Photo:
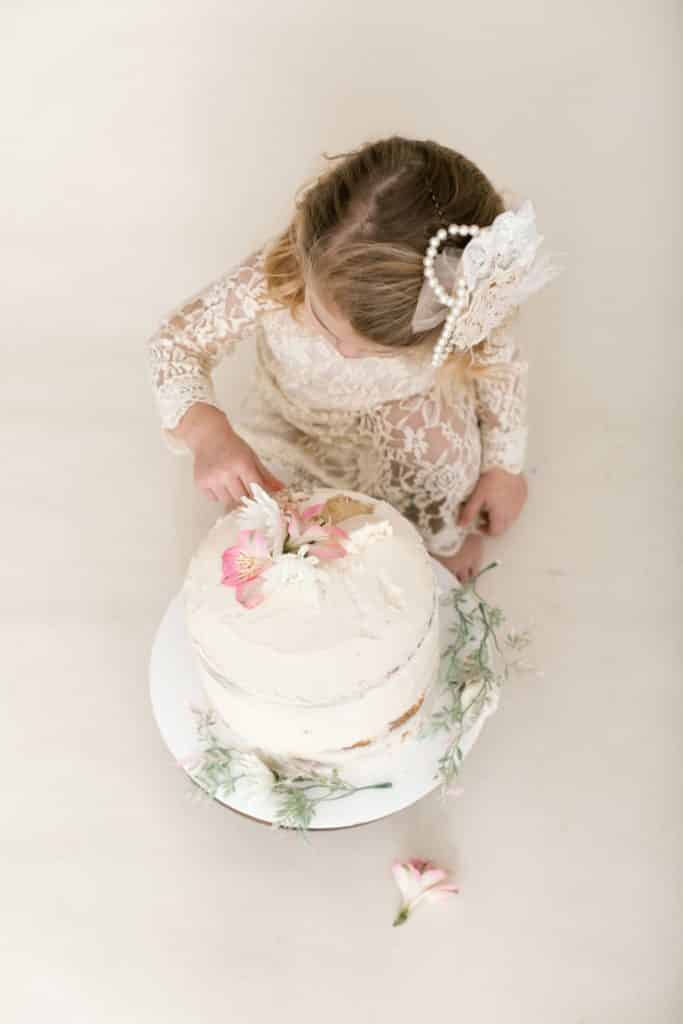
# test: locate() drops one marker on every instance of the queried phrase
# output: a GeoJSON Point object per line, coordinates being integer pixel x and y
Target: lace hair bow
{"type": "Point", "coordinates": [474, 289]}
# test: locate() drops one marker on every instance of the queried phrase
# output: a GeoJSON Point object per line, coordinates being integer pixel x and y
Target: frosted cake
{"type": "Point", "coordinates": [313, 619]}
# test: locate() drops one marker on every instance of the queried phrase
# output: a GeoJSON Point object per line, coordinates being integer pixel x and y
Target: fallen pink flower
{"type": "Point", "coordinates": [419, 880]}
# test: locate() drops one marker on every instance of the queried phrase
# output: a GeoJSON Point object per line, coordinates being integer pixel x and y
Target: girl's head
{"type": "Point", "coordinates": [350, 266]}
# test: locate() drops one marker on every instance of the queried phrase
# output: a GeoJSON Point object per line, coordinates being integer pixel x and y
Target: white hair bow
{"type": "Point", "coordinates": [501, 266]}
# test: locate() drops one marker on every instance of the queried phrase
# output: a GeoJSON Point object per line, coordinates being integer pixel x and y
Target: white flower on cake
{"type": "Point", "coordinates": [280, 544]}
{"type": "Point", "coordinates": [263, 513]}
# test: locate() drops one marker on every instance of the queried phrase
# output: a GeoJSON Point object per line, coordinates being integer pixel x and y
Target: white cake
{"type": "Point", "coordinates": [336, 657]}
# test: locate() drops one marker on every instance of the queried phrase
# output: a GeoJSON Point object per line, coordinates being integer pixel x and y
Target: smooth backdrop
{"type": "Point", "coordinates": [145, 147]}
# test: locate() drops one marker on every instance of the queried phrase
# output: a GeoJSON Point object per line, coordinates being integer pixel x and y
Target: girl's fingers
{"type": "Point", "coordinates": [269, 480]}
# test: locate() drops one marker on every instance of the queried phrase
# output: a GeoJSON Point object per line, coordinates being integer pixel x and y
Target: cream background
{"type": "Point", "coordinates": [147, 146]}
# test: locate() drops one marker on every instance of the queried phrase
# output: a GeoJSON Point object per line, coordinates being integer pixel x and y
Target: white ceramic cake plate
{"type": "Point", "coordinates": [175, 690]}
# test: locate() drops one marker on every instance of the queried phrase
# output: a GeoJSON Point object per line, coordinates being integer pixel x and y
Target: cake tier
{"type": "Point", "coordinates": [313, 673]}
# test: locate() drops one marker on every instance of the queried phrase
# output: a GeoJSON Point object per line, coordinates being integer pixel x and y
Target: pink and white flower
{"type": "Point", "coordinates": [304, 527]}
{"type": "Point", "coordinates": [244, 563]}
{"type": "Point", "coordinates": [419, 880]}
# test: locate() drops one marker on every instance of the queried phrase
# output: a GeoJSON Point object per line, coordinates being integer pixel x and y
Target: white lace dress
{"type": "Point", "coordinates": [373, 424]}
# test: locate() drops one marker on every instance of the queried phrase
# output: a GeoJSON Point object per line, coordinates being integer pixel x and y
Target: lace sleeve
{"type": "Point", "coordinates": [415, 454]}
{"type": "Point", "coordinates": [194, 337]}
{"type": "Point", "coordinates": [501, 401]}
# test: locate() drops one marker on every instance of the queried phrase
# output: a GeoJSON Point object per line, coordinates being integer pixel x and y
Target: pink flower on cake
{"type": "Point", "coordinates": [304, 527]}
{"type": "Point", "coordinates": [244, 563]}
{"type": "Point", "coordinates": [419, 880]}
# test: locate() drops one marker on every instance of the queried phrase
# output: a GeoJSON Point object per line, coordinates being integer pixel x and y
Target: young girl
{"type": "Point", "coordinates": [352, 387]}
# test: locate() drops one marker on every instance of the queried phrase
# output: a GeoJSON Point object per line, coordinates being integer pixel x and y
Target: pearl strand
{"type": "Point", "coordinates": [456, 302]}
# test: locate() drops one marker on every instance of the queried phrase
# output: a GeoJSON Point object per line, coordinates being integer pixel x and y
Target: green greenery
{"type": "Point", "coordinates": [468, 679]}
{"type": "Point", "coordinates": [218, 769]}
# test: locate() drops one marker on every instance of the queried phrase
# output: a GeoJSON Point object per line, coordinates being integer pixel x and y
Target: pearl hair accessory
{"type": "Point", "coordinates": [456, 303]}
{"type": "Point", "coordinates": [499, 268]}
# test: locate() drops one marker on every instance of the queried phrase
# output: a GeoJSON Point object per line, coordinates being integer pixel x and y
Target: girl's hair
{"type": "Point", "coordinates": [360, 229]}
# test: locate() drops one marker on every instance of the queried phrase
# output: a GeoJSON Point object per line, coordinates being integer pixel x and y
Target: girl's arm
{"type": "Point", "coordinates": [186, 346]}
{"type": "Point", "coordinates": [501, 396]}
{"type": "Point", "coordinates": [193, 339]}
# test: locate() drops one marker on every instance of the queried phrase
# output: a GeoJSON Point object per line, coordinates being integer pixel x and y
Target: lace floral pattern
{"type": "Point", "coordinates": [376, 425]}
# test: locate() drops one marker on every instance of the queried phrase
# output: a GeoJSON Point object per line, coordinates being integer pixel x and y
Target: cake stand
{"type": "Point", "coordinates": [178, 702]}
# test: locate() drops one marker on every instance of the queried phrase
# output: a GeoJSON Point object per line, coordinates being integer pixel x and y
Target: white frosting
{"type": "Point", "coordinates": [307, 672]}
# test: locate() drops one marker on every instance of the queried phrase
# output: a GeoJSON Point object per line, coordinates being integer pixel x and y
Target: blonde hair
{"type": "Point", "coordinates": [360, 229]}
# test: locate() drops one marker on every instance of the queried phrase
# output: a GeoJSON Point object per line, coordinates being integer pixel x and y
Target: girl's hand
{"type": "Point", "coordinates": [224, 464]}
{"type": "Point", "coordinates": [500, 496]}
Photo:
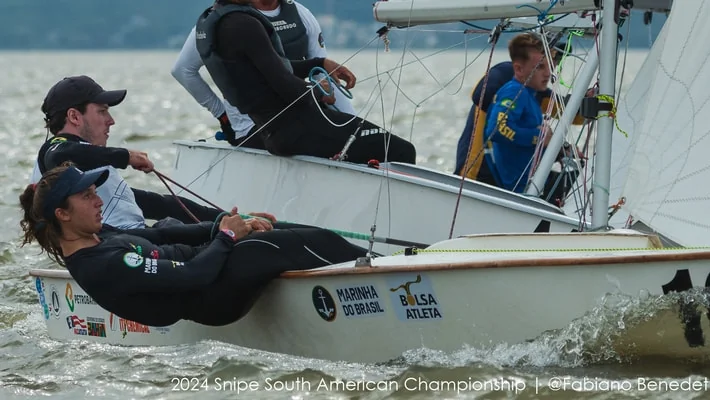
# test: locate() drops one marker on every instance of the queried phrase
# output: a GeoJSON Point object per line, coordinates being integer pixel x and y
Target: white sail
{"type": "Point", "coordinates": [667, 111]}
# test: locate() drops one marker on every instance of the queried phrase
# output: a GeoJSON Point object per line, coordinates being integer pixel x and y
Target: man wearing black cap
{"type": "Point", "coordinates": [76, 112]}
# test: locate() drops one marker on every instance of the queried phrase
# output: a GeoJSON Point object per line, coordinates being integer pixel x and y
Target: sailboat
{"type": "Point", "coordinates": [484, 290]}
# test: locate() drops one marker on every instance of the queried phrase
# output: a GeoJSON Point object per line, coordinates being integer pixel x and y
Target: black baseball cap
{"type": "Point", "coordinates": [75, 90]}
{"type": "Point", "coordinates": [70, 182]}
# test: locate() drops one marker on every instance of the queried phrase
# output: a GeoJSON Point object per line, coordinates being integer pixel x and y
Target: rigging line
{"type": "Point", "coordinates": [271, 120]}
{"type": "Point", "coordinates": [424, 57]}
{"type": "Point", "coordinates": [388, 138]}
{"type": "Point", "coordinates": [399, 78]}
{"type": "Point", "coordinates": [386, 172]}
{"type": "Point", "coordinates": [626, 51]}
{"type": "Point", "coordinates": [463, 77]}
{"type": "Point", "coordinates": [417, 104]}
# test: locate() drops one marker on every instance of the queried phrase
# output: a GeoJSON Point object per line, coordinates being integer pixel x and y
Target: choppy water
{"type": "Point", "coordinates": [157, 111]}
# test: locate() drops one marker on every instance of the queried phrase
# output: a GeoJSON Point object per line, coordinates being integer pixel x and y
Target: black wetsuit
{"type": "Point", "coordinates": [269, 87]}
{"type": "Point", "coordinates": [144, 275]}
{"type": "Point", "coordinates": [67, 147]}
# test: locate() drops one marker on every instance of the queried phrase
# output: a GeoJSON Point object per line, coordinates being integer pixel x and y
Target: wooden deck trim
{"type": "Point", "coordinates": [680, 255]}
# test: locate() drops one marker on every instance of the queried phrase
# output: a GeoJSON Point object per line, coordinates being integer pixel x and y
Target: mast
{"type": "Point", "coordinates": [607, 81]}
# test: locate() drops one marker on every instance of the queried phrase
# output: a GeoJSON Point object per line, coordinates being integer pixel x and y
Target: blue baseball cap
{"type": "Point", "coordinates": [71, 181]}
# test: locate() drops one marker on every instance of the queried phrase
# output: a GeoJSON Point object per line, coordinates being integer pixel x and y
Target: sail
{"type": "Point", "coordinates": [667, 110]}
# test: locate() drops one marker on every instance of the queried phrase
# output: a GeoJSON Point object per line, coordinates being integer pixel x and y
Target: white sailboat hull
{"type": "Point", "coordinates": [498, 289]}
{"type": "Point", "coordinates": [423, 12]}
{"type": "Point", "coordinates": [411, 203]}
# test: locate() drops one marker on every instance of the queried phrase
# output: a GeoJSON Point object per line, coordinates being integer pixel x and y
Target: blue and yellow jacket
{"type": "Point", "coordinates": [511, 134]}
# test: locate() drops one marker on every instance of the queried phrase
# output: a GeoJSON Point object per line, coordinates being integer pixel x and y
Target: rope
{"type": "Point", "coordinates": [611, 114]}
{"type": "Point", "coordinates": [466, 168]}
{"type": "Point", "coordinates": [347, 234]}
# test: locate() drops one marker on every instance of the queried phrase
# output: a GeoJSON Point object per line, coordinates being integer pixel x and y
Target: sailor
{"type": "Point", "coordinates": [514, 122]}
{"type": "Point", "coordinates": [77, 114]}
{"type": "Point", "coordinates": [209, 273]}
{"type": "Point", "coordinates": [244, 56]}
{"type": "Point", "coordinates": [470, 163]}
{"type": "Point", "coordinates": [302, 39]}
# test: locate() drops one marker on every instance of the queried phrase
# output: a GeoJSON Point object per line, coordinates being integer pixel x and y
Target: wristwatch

* **Exercise details**
Count how many lines in the entries above contain the word "white". Reply with the number alone.

* **Task answer**
9